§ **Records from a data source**
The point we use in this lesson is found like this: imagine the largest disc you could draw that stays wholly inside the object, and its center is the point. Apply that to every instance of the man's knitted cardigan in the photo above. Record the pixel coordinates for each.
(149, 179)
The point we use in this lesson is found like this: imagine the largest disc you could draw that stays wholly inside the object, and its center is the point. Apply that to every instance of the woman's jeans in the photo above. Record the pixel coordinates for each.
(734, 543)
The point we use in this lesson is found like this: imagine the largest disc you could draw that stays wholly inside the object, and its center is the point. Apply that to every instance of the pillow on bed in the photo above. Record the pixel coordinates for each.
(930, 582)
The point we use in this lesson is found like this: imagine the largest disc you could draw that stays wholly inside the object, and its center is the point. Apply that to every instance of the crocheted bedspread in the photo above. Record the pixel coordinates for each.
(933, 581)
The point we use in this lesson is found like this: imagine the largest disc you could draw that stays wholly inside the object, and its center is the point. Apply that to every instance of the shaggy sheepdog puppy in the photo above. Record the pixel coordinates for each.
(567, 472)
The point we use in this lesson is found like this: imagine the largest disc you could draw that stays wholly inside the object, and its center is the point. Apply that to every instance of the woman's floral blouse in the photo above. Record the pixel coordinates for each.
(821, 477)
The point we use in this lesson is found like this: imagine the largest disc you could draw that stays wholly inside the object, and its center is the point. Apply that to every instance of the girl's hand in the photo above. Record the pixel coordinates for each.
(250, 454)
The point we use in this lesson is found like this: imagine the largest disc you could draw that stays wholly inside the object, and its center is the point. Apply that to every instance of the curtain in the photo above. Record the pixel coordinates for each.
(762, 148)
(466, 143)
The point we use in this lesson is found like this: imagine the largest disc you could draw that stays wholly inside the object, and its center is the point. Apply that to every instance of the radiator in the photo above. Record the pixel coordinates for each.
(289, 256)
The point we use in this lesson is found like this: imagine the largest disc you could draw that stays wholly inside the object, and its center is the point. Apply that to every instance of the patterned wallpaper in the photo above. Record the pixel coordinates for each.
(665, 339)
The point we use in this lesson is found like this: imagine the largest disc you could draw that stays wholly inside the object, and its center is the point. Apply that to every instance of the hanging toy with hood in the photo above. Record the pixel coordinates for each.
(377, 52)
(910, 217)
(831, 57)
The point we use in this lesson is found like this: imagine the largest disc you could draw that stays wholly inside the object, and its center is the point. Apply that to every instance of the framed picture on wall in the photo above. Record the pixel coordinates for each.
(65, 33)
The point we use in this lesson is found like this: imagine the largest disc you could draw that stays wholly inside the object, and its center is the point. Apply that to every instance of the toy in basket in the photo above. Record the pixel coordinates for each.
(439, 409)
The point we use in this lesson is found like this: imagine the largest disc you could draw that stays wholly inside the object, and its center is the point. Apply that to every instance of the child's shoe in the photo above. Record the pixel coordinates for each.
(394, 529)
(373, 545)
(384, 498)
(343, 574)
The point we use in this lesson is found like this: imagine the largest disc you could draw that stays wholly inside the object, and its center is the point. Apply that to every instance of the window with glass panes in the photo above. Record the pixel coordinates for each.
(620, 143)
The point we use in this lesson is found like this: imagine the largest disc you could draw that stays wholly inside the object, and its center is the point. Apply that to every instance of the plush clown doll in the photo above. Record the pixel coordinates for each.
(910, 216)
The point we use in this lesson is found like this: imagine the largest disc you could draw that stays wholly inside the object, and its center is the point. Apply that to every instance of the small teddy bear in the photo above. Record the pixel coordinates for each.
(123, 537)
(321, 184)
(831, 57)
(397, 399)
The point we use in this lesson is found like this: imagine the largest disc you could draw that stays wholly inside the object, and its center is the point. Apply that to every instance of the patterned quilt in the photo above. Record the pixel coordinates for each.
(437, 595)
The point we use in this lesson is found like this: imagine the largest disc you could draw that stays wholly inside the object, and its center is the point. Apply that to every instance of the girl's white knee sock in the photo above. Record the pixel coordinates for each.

§ **What is being asked**
Give every entry back exactly as it was written above.

§ **Task solution**
The point we use in this lesson is found like this: imagine the largest disc you could draw that stays wholly inside the object, and its center is the point. Apply that to every instance of the man's knitted cardigan in the photo above. Record the pixel coordinates for each.
(149, 179)
The point we use in this lesson is found like this: imagine the largest disc you could draw that stays wholly inside the object, and its center is the point. Apply that to every instance of the woman's jeans in the photo above. Record the pixel coordinates for each.
(734, 543)
The point we use in this lesson is found like this: imagine the largest disc you could draw that stays wholly inside the object, and its center is the point. Apply that to every instance of the pillow on bed in the photo above. Record the pixel coordinates for each.
(930, 582)
The point we use in this lesson is found like this: imagine the largest disc you could draw that stays wholly inside the object, and its center is the point. Apply that to every instance of the crocheted bedspread in the photo above. Record the pixel coordinates for each.
(933, 581)
The point we use in this lesson is found like this: imagine the largest disc you could draw that stays wholly inside the object, and its center is the point. Apply that to every instance of the shaggy sheepdog puppy in the photo above. Record the pixel coordinates for each.
(567, 472)
The point we use in this lesson is found like this: imagine the largest disc you could draw that stays wholly inside the object, and its center is the point. Apply that to every instance of the woman's floral blouse in the photo above. Record the pixel coordinates for each.
(821, 477)
The point we use in this lesson is found like this: imagine the largest disc you could draw that stays wholly inside the object, and its center is the point. Apply that to every instance of the girl's hand in the photo above. Record the pixel coordinates for each.
(250, 454)
The point we use in this lesson is found like this: imagine the largest disc you could draw that stays wholly inside the object, and its center is the point. Apply that to every instance of the curtain in the photo above. Record the pixel coordinates for each.
(762, 148)
(466, 143)
The point we use in this lesson is found like this: imagine the largest disc you could draw that stays wholly inside the object, and its center is the point. Apply that to every instance of the radiator in the photo above. Record the pixel coordinates for each.
(289, 256)
The point we use in this lesson is found like this: imagine the largest disc you could draw that stays wholly inside the object, and its center is the point. Apply that to every instance of the patterned wallpaper in the photo above. Record the pixel coordinates for each.
(665, 339)
The point we use in this lesson is found like this: imagine the largest disc you could draw that stays wholly inside the object, and its center is the point. Apply that to every instance of the hanging toy with hood in the photo above. Record the pixel coordinates for each.
(377, 52)
(910, 217)
(831, 57)
The point we use in this lesson is found like this: imagine the largest disc you could draw that stays wholly inside the object, and its center is the point. Apply that to every instance of the framed picture on wall in the photo above. Record the pixel coordinates for each.
(65, 33)
The point we use in this lesson is found like this: imagine the largest disc you could draw that stays wholly inside the object, and its center is the point. Apply that to every instance of the toy in basket in the photo above. Record the pixel coordinates for each.
(439, 409)
The point we use in this lesson is found like this: imagine the largest disc you could draw that stays wholly inside the object, and its center is the point. Apply that to every instance of the child's shoe in the photo above. Record the pixel coordinates for each.
(394, 529)
(373, 545)
(384, 498)
(343, 574)
The point we use in this lesson is found like this: imagine the largest disc you could draw that stays wholly inside the object, and its center is the point. Apply that to every instance of the window with glass panes in the photo above. Record the pixel coordinates for each.
(620, 143)
The point we use in this lesson is found like this: imagine the largest disc you could draw that stays wholly inside the object, and its center is the point. Apply that to every instance of the plush clown doll in the photo above. Record the pixel coordinates for each.
(910, 216)
The point we use in this lesson is found like this: imagine the largest disc you could draw that stays wholly inside the object, and its center is the point. Apply that to every instance of the small teddy bear in the photo above. Record the pixel coordinates for each.
(123, 537)
(321, 184)
(831, 57)
(397, 399)
The point we use in this lesson is found like this: imagine the largest disc you could draw that stays wholly inside the object, and its center is the point. Apply that to every instance of the patterned quilt in the photo above. Record the pixel coordinates for each.
(437, 595)
The point we use in this lesson is found like this: imagine the largest disc you could draw that stays wholly inside the object, and its center is the point. Apply that to every instance of the girl's white knee sock in the photo above. Record the pixel coordinates for each.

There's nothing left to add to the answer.